Falhas de comunicação

Na tarde de anteontem, fui marcado por três momentos corriqueiros em que a comunicação não se mostrou eficaz. E, como gosto de escrever sobre a linguagem, relatarei, nos parágrafos seguintes, os episódios ocorridos nesse dia trivial.
O
primeiro deles ocorreu dez minutos depois de eu ter descido de um ônibus, o
qual teve como ponto de partida a minha escola. Mas, antes de descrever os
segundos seguintes, devo comentar que anteontem eu me esqueci de levar o carregador
de meu celular comigo ao sair de casa, de modo que, a essa hora, meu aparelho
já se encontrava com sua bateria completamente descarregada.
Ora,
saí do ônibus com o intuito de consultar-me com uma médica. Todavia, como os
ponteiros da catedral mostravam-me que muito tempo separava o “presente”
passado e o horário do atendimento clínico, resolvi, pois, lanchar na Fábrica,
uma espécie de padaria refinada no meio do caminho ao consultório.
Eu
ia não queixar-me à médica uma doença, senão solicitar-lhe o preenchimento de
um formulário de saúde para um intercâmbio que farei em dezembro. O único
problema é que o formulário era todo em inglês. Pensando que provavelmente a
clínica geral não teria muito domínio do vocabulário americano, era meu plano
completar o papel com todas as informações que eu poderia escrever, de forma a
somente pedir para a profissional conferir e assinar.
Desse
modo, eu havia reservado em minha mente o ócio na Fábrica para o devido remate
da tabela de vacinas do formulário. Contudo, como meu celular me abandonara,
olhei para palavras como “measles” e “mumps”, no bendito papel, e siglas como
“TV” e “DT”, em meu cartão de vacinação, e ri-me.
Esse
foi o primeiro problema de comunicação que passei na tarde de anteontem. Como o
resolvi, minha advogada Consciência aconselha-me a não divulgar.
Chegando
à clínica com certa antecedência, sentei-me e dei início ao que viria ser uma
longa espera. A consulta estava agendada para 17h30; entretanto, só fui
atendido por volta de 18h15. Entrando na sala da médica, deparei-me com uma jovem
loira, trajando roupas brancas. Pensei: “easy”.

▶ **MATERIAL FORNECIDO**:
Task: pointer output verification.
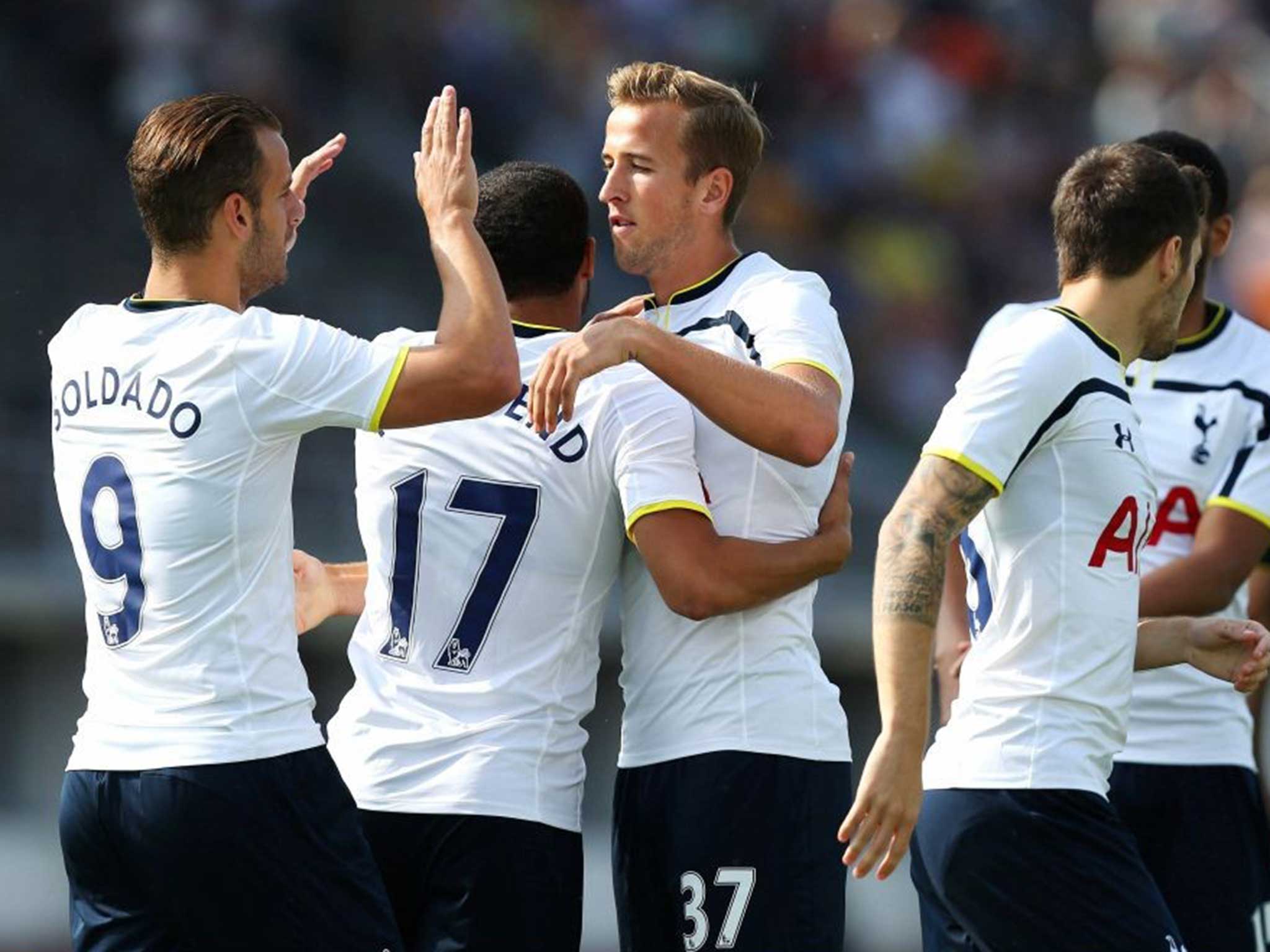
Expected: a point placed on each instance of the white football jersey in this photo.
(174, 430)
(748, 681)
(1206, 412)
(1042, 413)
(491, 557)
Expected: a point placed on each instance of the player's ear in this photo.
(236, 214)
(716, 190)
(1170, 259)
(1220, 235)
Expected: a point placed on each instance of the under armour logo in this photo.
(1201, 452)
(1122, 437)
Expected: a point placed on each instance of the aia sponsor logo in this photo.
(1122, 536)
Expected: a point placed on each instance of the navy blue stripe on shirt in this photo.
(1086, 387)
(738, 327)
(1241, 459)
(1258, 397)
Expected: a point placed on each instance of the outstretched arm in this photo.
(701, 574)
(324, 591)
(473, 368)
(938, 503)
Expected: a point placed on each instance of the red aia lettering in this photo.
(1184, 526)
(1112, 540)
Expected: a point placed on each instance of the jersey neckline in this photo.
(145, 305)
(701, 288)
(1101, 343)
(1217, 315)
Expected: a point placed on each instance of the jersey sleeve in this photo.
(296, 375)
(1008, 400)
(1245, 487)
(794, 323)
(652, 436)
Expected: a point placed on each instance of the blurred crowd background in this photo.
(915, 146)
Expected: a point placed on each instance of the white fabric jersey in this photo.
(491, 553)
(1206, 412)
(748, 681)
(1042, 413)
(174, 432)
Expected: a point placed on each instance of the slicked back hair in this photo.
(1118, 205)
(722, 130)
(534, 220)
(187, 157)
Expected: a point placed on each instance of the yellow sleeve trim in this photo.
(817, 364)
(984, 472)
(660, 508)
(1227, 503)
(386, 394)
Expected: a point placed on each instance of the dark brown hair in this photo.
(190, 155)
(722, 128)
(1118, 205)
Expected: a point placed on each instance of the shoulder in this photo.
(760, 276)
(1034, 346)
(404, 337)
(64, 339)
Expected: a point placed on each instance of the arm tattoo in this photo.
(938, 503)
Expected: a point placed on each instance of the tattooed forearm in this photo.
(938, 503)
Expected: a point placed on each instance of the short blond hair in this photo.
(722, 128)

▶ **AÇÃO NECESSÁRIA**:
Retome o texto sobre falhas de comunicação logo após a última frase apresentada e dê continuidade ao relato.

▶ **RESPOSTA DA TAREFA**:
A
profissional olhou o formulário, olhou o cartão de vacinas. Olhou o formulário,
olhou o cartão de vacinas... “Parece que está tudo ok”, disse. “Assine aqui”, falei, indicando com meu dedo um pequeno
retângulo em branco. “E carimbe aqui e coloque seu endereço de e-mail aqui”.
E
essa foi a segunda intempérie de comunicação do dia, com a qual felizmente não
sofri, senão tive certo sucesso.
Saindo
do consultório com grande atraso, fui ao ponto de ônibus mais próximo. E, como
é de conhecimento de todos os usuários de transporte público, sempre que se
espera um coletivo por mais de dez minutos, algo incomum acontece.
Duas
adolescentes sentaram-se ao meu lado, sobre o banco de concreto, e começaram a
conversar. Inferi que eram colegas de sala, e que estavam a cursar o ensino
médio em alguma escola pública da cidade. Como falavam em volume muito intenso,
minhas tentativas de não prestar atenção nos assuntos fracassavam.
Ora
as jovens recordavam-me Dercy Gonçalves, ora faziam-me achar que o texto “Guia
para Adultos: Entendo a Música Pop em 2017”, de Chico Barney, já se encontrava
absolutamente desatualizado. Simplesmente tive a conclusão de que, se eu
precisasse me comunicar alguma vez com qualquer uma das moças, certamente eu
não obteria sucesso.
E
esse foi o terceiro episódio de desentendimento comunicativo. Empatei de 1 a 1
com o inglês e perdi de 1 a 0 para o dialeto não oficial do português. Mais um dia
de derrota em minha vida.
Observação:
ao entrar em casa e esvaziar minha mochila, encontrei, nela, o carregador de
meu celular, que lá esteve o tempo inteiro.